* _Work to complete_:
[1] Render this sentence from the post about the abandoned V.C. Summer nuclear project into Spanish: "Four executives of the companies building the power station have pled guilty to criminal charges."
[2] According to the post about the abandoned V.C. Summer nuclear project, what was the total of the first refund in 2019?
[3] Write the next paragraph of the post about the abandoned V.C. Summer nuclear project, picking up after its final sentence.

* _Source extract_:

<<<<

Wednesday, May 04, 2022

Too Expensive to Build

The owners of the V.C. Summer nuclear power facility near Columbia, South Carolina abandoned construction of the two reactor installation before it produced a watt of electric power and after spending more than $9 billion on its construction.  The owners include state-owned Santee-Cooper.  As expected years of litigation over the boondoggle has ensued since the project was stopped in July, 2017.  Since Santee is state owned, ratepayers were on the hook for huge losses.  The company's debt was so huge-$8 billion, the size of the state's annual budget-the governor convened a panel to study selling the utility.

Ratepayers fought back and filed a class-action lawsuit against the utility companies.  Recently a state judge orders a second round of refunds based on the sale of assets by Dominion Energy SC.  Sixty-one million is being set aside from those sale proceeds to be distributed to 1.1 million customers who never got a watt of electricity "too cheap to meter". The first refund in 2019 totaled $60 million.  Dominion bought the unfinished project after South Carolina Electric & Gas ran out of money to finish the reactors.  Four executives of the companies building the power station have pled guilty to criminal charges.

>>>>

Excerpts of pointing data:
<<<<

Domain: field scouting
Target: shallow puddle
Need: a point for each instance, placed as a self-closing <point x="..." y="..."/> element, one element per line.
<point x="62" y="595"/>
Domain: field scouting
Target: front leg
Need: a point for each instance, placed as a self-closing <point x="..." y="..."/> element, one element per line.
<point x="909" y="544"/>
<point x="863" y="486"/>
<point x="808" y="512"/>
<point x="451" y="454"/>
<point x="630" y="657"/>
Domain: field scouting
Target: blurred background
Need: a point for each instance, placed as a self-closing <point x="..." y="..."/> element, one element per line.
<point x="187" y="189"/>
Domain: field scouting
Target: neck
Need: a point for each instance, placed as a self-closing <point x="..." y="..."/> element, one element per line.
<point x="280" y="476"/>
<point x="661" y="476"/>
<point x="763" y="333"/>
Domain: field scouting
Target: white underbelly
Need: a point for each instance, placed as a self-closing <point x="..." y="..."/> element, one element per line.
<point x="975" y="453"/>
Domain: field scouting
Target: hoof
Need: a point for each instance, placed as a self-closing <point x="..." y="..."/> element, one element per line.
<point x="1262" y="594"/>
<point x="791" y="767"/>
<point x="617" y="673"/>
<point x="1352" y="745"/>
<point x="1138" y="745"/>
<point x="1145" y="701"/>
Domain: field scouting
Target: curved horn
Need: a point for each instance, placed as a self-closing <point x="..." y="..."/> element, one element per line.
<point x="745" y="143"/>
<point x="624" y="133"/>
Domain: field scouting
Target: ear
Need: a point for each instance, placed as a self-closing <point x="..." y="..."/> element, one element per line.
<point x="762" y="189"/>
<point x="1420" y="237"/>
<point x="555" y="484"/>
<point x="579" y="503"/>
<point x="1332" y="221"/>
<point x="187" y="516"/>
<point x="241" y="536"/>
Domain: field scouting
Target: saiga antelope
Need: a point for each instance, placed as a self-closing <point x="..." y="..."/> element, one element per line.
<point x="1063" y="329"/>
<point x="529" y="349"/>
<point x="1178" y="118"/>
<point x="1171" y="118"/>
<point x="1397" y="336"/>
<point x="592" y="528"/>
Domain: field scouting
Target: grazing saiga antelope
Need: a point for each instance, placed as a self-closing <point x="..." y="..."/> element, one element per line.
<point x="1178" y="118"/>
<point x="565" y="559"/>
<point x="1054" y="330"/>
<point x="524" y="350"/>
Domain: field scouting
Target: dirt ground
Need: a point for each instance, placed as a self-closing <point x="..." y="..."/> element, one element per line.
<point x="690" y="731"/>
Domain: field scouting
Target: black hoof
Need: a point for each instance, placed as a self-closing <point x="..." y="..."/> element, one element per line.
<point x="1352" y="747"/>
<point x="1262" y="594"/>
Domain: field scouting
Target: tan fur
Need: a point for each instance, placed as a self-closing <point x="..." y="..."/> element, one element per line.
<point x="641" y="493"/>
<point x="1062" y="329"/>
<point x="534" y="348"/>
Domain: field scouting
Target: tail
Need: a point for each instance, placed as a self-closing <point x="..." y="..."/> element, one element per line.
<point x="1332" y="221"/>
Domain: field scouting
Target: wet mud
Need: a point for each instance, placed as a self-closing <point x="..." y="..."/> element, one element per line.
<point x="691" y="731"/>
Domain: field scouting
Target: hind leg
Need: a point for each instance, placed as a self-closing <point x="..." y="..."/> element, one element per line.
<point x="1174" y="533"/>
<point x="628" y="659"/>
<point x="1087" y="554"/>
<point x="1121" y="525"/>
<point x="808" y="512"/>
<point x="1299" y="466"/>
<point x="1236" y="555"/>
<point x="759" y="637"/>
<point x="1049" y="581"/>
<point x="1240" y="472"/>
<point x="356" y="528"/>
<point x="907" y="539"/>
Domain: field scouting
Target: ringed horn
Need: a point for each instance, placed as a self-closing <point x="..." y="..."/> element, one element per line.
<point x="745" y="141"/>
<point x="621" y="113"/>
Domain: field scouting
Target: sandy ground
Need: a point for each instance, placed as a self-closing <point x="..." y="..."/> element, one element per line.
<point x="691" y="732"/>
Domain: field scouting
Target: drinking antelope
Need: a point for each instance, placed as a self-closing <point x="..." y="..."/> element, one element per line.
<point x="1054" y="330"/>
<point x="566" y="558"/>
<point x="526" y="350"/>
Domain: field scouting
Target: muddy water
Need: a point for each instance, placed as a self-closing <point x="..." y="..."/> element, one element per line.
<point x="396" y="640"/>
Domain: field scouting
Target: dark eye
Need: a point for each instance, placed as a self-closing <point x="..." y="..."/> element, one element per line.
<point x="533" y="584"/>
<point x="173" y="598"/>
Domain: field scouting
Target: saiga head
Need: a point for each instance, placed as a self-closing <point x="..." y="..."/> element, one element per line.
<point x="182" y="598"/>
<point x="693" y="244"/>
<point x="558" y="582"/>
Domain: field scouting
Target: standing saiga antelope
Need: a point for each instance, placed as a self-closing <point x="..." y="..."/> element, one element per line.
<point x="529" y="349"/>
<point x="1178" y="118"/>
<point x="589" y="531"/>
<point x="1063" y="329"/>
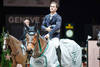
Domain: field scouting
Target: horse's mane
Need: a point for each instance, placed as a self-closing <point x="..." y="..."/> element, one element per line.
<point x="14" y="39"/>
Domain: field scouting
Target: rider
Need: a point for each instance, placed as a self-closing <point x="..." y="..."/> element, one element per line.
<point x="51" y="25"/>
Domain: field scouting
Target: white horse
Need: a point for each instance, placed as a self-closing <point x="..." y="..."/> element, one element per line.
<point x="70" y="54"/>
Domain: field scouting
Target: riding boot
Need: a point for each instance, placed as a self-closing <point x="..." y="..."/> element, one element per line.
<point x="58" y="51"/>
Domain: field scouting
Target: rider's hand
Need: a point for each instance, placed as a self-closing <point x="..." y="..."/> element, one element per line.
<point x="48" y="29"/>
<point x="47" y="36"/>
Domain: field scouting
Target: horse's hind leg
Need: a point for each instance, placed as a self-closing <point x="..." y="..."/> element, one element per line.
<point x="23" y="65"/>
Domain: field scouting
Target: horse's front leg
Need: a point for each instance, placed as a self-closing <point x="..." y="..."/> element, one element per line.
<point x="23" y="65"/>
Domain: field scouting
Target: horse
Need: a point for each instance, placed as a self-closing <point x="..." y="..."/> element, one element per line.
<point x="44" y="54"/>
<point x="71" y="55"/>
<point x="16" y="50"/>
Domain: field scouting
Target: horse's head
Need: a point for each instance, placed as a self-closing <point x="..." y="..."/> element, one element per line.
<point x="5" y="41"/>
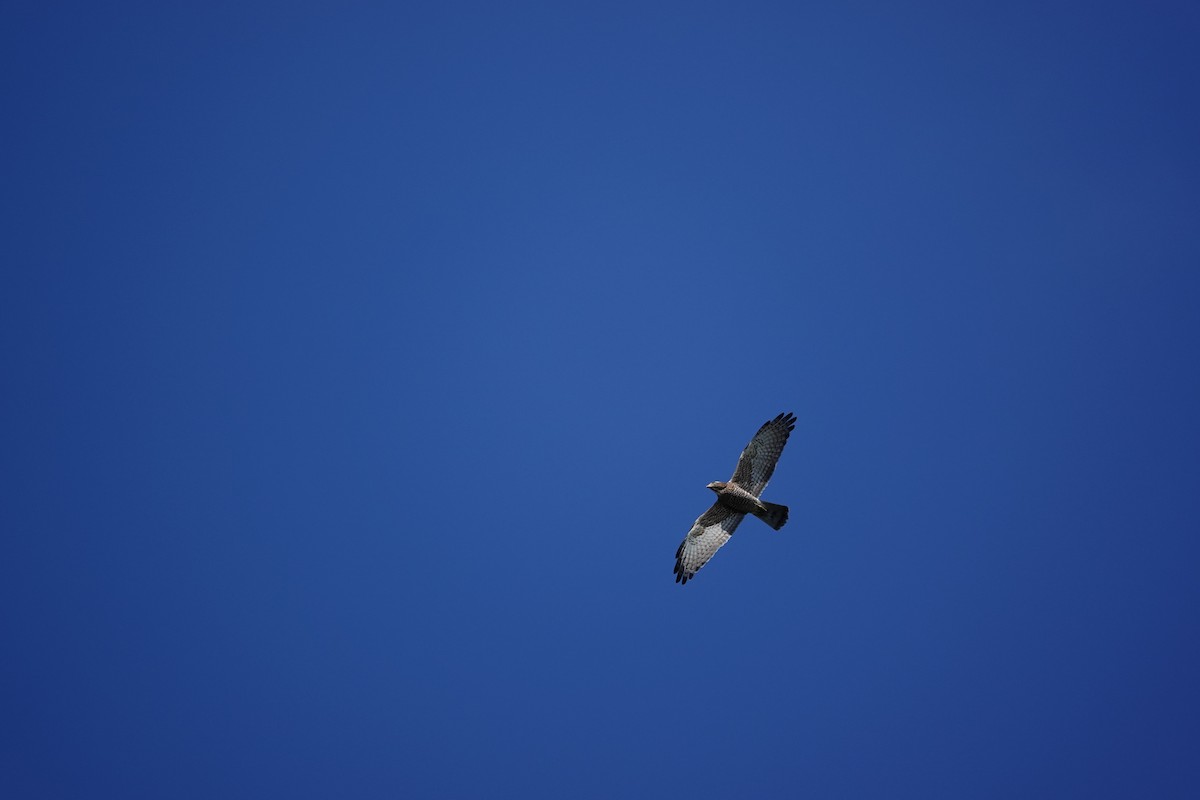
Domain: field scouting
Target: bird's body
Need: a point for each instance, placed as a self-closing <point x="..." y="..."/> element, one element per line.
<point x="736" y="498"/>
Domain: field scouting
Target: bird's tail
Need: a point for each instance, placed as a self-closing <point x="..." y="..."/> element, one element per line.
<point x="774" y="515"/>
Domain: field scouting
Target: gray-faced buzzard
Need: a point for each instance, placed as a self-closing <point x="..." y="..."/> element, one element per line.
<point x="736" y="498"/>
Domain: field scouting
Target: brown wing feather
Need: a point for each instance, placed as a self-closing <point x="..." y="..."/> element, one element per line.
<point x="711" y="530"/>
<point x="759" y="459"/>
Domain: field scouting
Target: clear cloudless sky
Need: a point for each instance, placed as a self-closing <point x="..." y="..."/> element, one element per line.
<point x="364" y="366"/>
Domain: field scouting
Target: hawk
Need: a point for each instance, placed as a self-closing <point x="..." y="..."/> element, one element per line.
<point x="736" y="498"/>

>>>>

* _Expected answers_:
[1] Cuatro ejecutivos de las empresas que construían la central eléctrica se han declarado culpables de cargos penales.

[2] $60 million.

[3]
Former SCANA chief executive Kevin Marsh reported to federal prison last year where he will serve a two year sentence for fraud.  He mislead investors and the public about the project's progress, milking ratepayers of over $1 billion.  Marsh and executive VP Stephen Byrne were sued by the SEC for their failure to disclose material information concerning construction progress.  They repeated told interested parties that the project would be completed by 2020, a deadline to obtain $1.4 billion in federal tax credits, which their company needed to avoid being overwhelmed by escalating construction costs.  In reality the project was a debacle.  Westinghouse, building the reactors when bankrupt three months before the project collapsed.  An independent report stated the reactors would not be finished in twenty-two years.  In other words, Marsh and his executives out-trumped Trump.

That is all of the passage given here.